REQUIRED WORK: Count the lines in the rows that contain the word "house" and give only that number.

THE RECORDS:
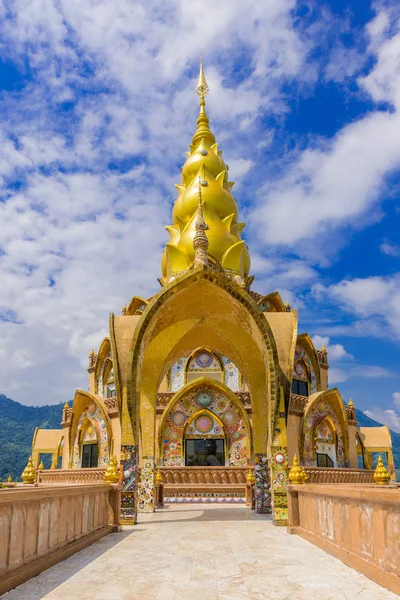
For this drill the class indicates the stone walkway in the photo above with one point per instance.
(203, 553)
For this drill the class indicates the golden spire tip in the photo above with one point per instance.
(202, 87)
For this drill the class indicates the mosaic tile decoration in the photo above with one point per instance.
(262, 486)
(231, 374)
(92, 412)
(190, 500)
(217, 404)
(146, 486)
(319, 411)
(129, 471)
(279, 481)
(300, 354)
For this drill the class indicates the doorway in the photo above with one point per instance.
(209, 452)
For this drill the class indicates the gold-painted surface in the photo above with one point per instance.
(29, 473)
(202, 308)
(204, 164)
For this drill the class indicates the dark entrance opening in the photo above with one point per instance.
(205, 453)
(90, 455)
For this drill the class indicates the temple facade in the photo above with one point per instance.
(208, 377)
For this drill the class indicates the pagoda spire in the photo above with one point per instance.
(200, 242)
(204, 198)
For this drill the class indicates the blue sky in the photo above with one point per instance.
(97, 108)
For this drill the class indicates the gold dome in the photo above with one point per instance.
(205, 170)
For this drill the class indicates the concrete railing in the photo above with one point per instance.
(327, 475)
(358, 524)
(70, 476)
(40, 526)
(204, 475)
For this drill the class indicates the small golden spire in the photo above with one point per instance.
(202, 86)
(200, 241)
(381, 474)
(296, 474)
(29, 473)
(112, 474)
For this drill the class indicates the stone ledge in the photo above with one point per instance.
(385, 578)
(9, 581)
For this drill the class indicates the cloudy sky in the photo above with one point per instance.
(97, 108)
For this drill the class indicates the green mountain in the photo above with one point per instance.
(364, 421)
(17, 424)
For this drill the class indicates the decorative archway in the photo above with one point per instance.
(227, 416)
(320, 406)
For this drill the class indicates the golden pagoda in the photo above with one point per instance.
(208, 373)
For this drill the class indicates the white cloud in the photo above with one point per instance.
(389, 249)
(386, 417)
(372, 297)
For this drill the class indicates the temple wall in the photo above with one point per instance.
(358, 524)
(41, 526)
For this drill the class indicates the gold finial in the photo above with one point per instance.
(296, 474)
(381, 474)
(202, 87)
(200, 241)
(112, 474)
(29, 473)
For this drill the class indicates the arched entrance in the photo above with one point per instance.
(202, 308)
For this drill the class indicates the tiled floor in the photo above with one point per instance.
(203, 553)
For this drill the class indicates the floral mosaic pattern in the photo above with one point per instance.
(262, 486)
(320, 410)
(146, 487)
(279, 480)
(92, 412)
(216, 403)
(129, 468)
(178, 375)
(205, 361)
(298, 370)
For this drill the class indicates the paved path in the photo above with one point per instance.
(201, 553)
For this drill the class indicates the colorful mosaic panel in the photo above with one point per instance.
(231, 374)
(262, 486)
(92, 412)
(178, 375)
(216, 403)
(129, 466)
(320, 410)
(298, 369)
(279, 479)
(204, 361)
(146, 487)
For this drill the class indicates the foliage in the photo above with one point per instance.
(17, 425)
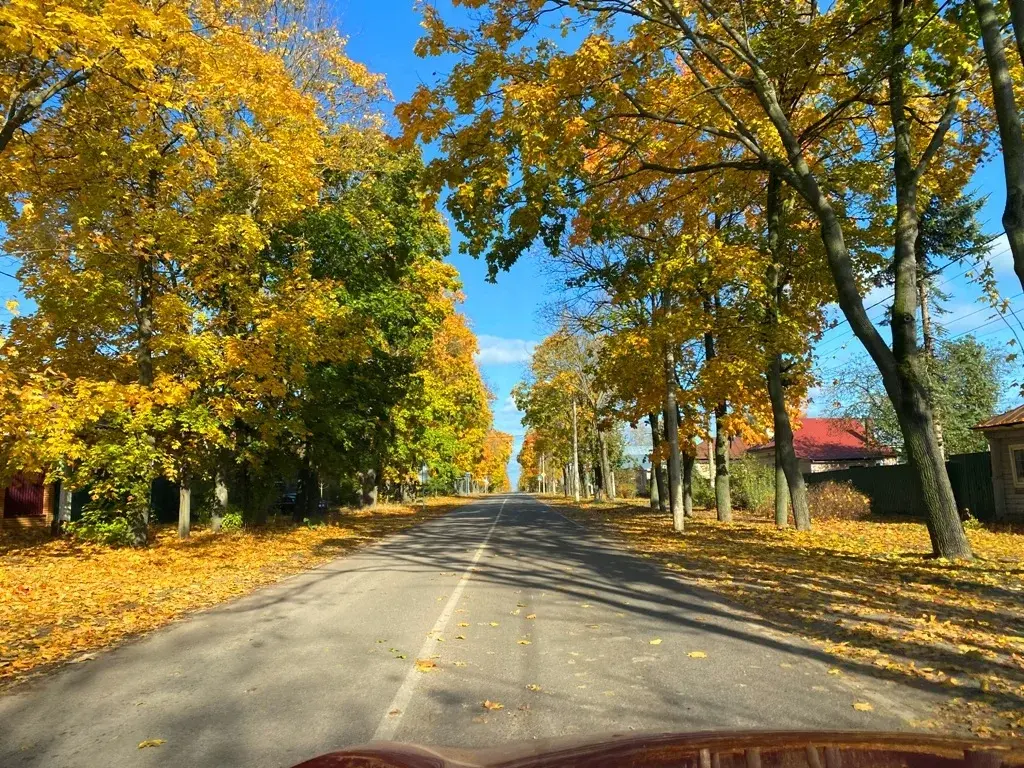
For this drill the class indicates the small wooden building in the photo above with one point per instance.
(1006, 441)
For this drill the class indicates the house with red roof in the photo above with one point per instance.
(820, 443)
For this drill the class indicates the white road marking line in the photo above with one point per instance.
(389, 723)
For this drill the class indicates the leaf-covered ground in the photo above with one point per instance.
(864, 591)
(59, 600)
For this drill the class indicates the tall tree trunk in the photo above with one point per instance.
(785, 456)
(576, 457)
(1009, 120)
(672, 437)
(723, 494)
(909, 379)
(781, 495)
(928, 342)
(723, 497)
(657, 470)
(220, 501)
(688, 459)
(184, 505)
(607, 478)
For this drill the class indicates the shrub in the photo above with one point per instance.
(101, 525)
(753, 484)
(838, 501)
(231, 520)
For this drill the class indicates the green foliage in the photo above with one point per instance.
(103, 525)
(753, 484)
(231, 520)
(838, 501)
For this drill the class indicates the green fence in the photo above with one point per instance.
(893, 489)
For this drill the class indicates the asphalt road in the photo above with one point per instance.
(514, 603)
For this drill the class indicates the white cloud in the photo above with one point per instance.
(500, 351)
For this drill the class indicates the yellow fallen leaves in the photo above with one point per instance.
(864, 592)
(58, 598)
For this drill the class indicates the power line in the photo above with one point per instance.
(843, 339)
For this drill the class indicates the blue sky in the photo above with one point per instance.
(506, 316)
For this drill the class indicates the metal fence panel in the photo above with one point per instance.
(893, 489)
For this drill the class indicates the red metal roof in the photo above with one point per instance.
(832, 439)
(1014, 416)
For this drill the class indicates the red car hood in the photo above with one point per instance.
(704, 750)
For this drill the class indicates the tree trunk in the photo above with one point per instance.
(785, 455)
(1009, 120)
(184, 506)
(781, 494)
(672, 437)
(688, 484)
(908, 381)
(723, 494)
(220, 501)
(576, 457)
(928, 342)
(608, 480)
(657, 470)
(62, 517)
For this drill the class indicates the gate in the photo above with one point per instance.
(24, 499)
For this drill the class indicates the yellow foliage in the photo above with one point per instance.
(865, 592)
(59, 599)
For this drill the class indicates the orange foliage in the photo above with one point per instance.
(863, 591)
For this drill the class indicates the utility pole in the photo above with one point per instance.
(576, 457)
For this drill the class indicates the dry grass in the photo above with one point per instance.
(59, 599)
(864, 591)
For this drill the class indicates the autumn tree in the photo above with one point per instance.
(702, 90)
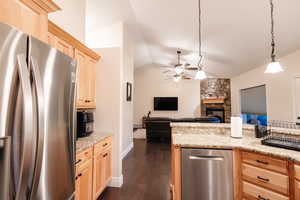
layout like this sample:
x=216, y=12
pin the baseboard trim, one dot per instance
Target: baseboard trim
x=116, y=182
x=127, y=150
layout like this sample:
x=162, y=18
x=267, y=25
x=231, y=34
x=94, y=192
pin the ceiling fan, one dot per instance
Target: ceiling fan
x=180, y=68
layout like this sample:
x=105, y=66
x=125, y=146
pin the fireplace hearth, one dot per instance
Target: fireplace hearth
x=216, y=98
x=216, y=112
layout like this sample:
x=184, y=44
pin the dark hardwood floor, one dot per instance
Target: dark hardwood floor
x=146, y=171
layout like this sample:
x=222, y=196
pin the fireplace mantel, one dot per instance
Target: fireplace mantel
x=219, y=100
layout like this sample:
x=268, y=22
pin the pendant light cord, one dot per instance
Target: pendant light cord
x=272, y=32
x=200, y=36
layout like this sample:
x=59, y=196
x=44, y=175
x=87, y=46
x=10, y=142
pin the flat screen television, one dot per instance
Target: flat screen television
x=166, y=103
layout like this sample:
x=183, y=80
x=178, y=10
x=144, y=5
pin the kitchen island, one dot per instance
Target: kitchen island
x=278, y=169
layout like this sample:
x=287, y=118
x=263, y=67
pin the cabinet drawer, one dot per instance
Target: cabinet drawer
x=83, y=156
x=266, y=178
x=102, y=145
x=253, y=192
x=297, y=172
x=265, y=162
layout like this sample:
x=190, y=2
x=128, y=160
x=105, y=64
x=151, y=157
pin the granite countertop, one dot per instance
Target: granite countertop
x=86, y=142
x=188, y=136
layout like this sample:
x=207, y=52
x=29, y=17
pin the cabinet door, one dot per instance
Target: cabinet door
x=84, y=181
x=91, y=82
x=297, y=189
x=98, y=175
x=81, y=79
x=107, y=170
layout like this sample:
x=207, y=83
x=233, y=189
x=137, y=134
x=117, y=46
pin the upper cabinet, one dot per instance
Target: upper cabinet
x=29, y=16
x=86, y=64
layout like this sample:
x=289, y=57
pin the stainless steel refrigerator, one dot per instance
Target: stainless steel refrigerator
x=37, y=119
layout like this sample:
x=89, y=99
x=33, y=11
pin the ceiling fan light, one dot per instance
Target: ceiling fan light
x=200, y=75
x=178, y=70
x=273, y=67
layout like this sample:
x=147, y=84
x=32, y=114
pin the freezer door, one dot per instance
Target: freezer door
x=54, y=177
x=207, y=174
x=16, y=110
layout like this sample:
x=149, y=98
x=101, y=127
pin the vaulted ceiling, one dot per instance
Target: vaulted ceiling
x=236, y=34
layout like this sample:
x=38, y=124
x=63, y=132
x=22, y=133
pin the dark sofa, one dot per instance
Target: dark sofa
x=159, y=129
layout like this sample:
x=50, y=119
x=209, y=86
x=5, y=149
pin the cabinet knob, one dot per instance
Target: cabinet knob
x=262, y=162
x=263, y=179
x=262, y=198
x=78, y=161
x=104, y=145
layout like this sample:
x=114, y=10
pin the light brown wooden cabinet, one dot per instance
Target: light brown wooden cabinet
x=93, y=170
x=86, y=64
x=256, y=176
x=86, y=80
x=29, y=16
x=102, y=169
x=297, y=189
x=84, y=181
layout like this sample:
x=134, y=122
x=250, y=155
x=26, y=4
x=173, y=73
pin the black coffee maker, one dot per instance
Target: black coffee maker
x=85, y=123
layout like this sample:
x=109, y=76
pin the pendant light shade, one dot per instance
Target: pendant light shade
x=200, y=75
x=176, y=78
x=273, y=67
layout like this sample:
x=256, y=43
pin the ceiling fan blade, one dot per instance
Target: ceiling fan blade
x=191, y=68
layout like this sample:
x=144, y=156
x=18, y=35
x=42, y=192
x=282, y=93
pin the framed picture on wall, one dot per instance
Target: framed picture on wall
x=128, y=91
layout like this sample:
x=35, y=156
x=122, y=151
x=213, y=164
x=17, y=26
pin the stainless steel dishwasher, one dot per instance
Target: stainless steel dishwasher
x=207, y=174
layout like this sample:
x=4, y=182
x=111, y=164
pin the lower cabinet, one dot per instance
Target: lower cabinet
x=93, y=170
x=84, y=180
x=256, y=176
x=102, y=171
x=297, y=189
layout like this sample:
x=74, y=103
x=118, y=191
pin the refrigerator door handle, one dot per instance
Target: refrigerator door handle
x=26, y=148
x=5, y=145
x=40, y=124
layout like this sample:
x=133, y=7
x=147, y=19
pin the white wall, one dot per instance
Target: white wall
x=107, y=37
x=71, y=18
x=151, y=82
x=279, y=88
x=108, y=93
x=127, y=106
x=113, y=112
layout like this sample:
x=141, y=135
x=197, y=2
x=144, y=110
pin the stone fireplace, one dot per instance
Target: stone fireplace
x=216, y=98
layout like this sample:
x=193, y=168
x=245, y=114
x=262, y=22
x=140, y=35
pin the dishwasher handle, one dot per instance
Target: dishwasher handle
x=209, y=158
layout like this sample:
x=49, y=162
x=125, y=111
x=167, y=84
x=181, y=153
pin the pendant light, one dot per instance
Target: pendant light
x=176, y=78
x=274, y=66
x=200, y=75
x=179, y=67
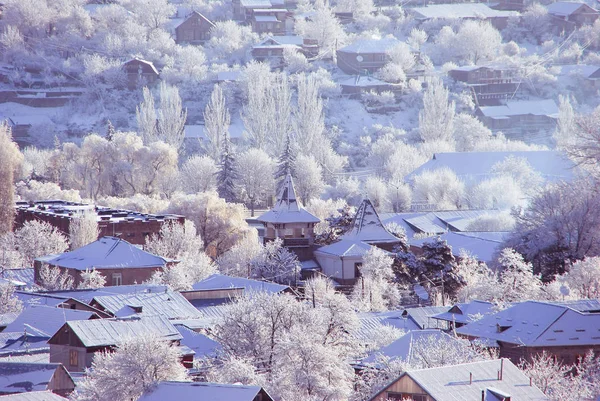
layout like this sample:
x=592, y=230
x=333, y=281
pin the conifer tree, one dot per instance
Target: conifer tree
x=227, y=175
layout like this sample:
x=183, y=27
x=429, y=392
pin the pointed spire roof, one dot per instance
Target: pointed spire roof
x=367, y=226
x=288, y=208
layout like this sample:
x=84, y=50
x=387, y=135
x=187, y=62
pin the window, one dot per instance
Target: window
x=406, y=396
x=117, y=279
x=73, y=357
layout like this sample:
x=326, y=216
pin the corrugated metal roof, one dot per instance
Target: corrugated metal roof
x=105, y=332
x=169, y=304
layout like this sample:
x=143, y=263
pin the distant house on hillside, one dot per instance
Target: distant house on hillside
x=116, y=259
x=570, y=15
x=365, y=55
x=519, y=115
x=493, y=380
x=564, y=330
x=140, y=73
x=462, y=11
x=75, y=343
x=21, y=377
x=195, y=29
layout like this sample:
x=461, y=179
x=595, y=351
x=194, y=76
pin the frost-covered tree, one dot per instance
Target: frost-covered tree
x=180, y=242
x=436, y=120
x=91, y=279
x=132, y=368
x=10, y=160
x=375, y=290
x=9, y=303
x=199, y=174
x=216, y=122
x=83, y=230
x=255, y=173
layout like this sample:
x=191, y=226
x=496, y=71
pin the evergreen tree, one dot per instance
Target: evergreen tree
x=285, y=163
x=227, y=175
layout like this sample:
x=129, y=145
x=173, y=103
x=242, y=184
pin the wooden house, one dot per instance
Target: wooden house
x=140, y=73
x=21, y=377
x=365, y=55
x=290, y=221
x=564, y=330
x=487, y=84
x=492, y=380
x=120, y=262
x=75, y=343
x=519, y=116
x=195, y=29
x=167, y=391
x=568, y=16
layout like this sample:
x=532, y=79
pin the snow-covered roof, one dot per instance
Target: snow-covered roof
x=402, y=347
x=564, y=8
x=45, y=320
x=460, y=10
x=288, y=208
x=169, y=304
x=466, y=312
x=201, y=391
x=107, y=253
x=221, y=281
x=369, y=46
x=362, y=81
x=345, y=247
x=34, y=396
x=452, y=382
x=472, y=167
x=367, y=226
x=23, y=377
x=105, y=332
x=481, y=248
x=537, y=324
x=545, y=107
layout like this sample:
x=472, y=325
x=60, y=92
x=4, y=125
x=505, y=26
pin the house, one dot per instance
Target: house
x=195, y=29
x=342, y=259
x=529, y=328
x=290, y=221
x=492, y=380
x=365, y=55
x=133, y=226
x=116, y=259
x=462, y=11
x=519, y=115
x=20, y=377
x=167, y=391
x=487, y=84
x=34, y=396
x=463, y=313
x=474, y=167
x=140, y=73
x=75, y=343
x=568, y=15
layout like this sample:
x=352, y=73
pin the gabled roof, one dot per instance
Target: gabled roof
x=45, y=320
x=537, y=324
x=221, y=282
x=18, y=377
x=288, y=208
x=166, y=391
x=451, y=383
x=465, y=312
x=107, y=332
x=34, y=396
x=367, y=226
x=107, y=253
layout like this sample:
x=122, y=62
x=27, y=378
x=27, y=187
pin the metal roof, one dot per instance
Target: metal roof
x=106, y=332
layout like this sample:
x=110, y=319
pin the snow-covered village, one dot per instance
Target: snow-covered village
x=299, y=200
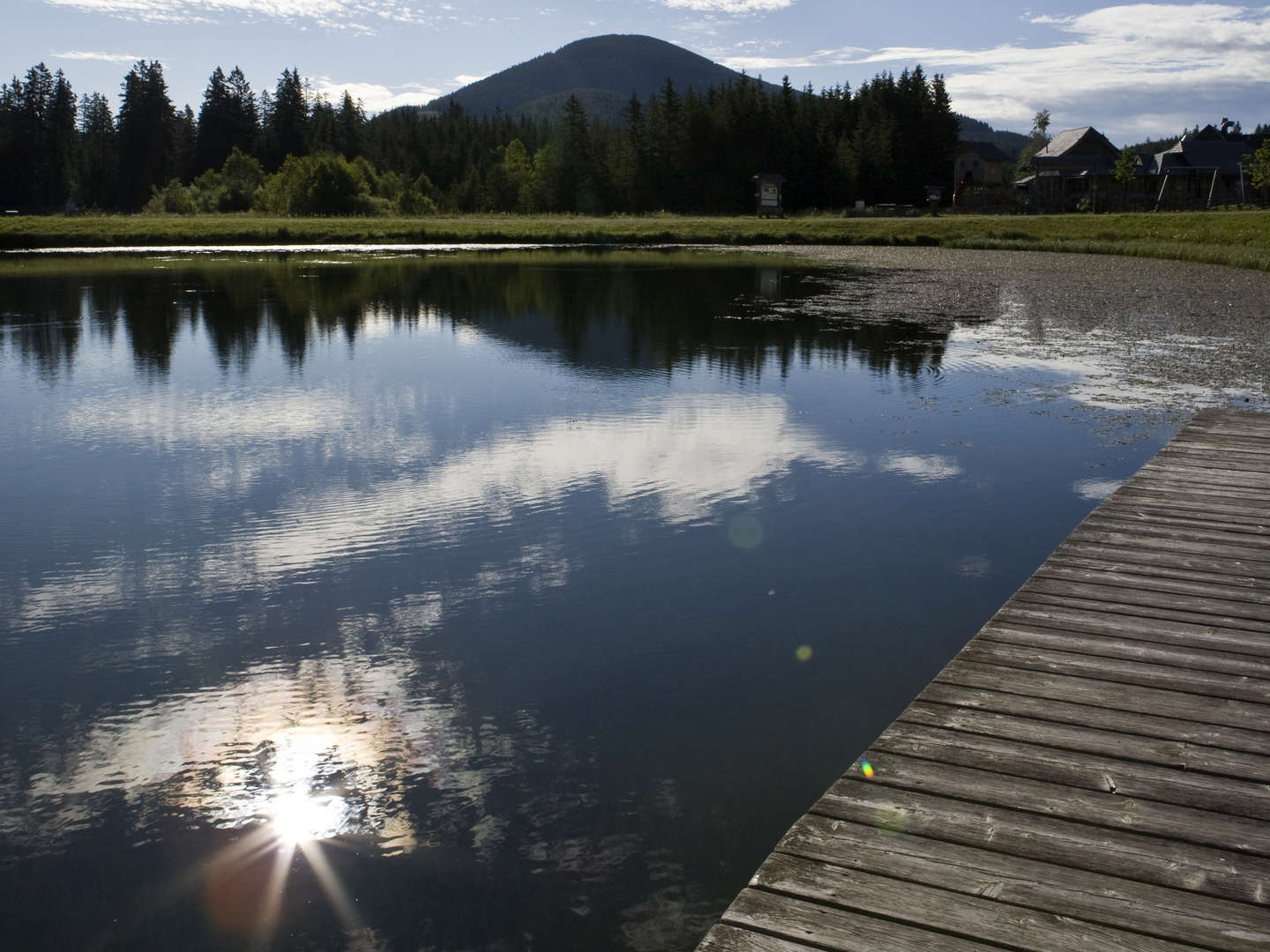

WORKED SOLUTION: 7